---- ENTRIES SUPPLIED

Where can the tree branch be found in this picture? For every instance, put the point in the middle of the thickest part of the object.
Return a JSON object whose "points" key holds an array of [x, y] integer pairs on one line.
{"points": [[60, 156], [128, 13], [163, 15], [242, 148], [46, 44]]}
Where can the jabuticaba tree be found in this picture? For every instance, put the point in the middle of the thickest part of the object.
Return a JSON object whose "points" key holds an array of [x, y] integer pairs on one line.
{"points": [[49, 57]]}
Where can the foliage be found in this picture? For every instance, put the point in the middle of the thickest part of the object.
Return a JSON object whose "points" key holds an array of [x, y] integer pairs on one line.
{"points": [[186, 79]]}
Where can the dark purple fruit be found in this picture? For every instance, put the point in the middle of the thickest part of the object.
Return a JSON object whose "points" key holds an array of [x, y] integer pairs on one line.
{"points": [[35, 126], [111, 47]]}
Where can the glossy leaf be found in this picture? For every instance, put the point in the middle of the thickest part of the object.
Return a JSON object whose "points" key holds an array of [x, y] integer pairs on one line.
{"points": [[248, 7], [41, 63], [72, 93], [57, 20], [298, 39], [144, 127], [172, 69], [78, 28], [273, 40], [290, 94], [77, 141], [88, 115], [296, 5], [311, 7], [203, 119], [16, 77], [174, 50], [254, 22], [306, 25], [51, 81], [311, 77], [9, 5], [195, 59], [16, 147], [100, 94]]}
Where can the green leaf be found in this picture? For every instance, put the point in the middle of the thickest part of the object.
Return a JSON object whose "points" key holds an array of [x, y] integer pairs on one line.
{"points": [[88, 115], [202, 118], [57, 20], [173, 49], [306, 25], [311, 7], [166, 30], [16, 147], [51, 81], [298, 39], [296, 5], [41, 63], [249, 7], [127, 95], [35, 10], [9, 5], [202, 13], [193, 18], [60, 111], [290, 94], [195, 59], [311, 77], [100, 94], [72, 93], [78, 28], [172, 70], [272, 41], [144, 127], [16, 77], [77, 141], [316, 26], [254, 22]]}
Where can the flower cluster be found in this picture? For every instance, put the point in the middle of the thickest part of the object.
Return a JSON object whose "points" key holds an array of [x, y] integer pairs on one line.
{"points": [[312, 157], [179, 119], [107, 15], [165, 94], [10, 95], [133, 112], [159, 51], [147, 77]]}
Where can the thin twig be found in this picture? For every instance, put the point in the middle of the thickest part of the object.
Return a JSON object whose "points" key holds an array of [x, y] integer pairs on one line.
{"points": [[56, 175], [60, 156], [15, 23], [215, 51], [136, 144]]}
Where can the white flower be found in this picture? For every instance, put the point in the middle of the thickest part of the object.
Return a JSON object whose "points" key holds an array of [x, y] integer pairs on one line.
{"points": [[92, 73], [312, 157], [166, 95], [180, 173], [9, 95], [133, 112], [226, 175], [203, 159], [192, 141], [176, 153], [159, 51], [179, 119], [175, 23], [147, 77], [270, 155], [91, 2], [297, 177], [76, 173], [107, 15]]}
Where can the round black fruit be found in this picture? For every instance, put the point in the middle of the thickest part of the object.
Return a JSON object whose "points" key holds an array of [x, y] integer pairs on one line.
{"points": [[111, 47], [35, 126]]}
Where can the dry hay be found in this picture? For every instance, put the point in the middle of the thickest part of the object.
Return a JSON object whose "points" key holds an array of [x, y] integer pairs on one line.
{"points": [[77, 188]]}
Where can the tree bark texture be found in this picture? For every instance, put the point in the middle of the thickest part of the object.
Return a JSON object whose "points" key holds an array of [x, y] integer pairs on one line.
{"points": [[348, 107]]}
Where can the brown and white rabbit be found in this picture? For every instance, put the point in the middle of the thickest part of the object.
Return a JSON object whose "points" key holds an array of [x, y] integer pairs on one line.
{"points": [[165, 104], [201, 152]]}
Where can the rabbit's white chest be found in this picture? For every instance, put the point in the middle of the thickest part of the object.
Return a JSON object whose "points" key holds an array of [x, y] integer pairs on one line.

--------

EXERCISE BRIEF
Look above for the line holding "Where can the flower" and the line holding "Where can the white", then output exactly those two lines and every line between them, nothing more.

EXERCISE ANSWER
Where can the flower cluster be found in this picture? For every instance, put the point in the middle of the thickest part of the object.
Return a JSON object whose "points" key holds an array of [x, y] integer pairs on one line.
{"points": [[312, 157], [179, 119], [107, 15], [165, 94], [10, 95], [133, 112], [159, 51], [147, 77]]}
Where can the thin twig be found in this picture? For every instance, put the point in the middle of the thickest part of the object.
Return a JSON object whose "points" key holds an array of [x, y] integer pairs on one line.
{"points": [[56, 175], [60, 156], [15, 23], [215, 51], [136, 144]]}
Where can the white flower be found in this picture? For every instance, put the point in the middle of the thickest part of the object.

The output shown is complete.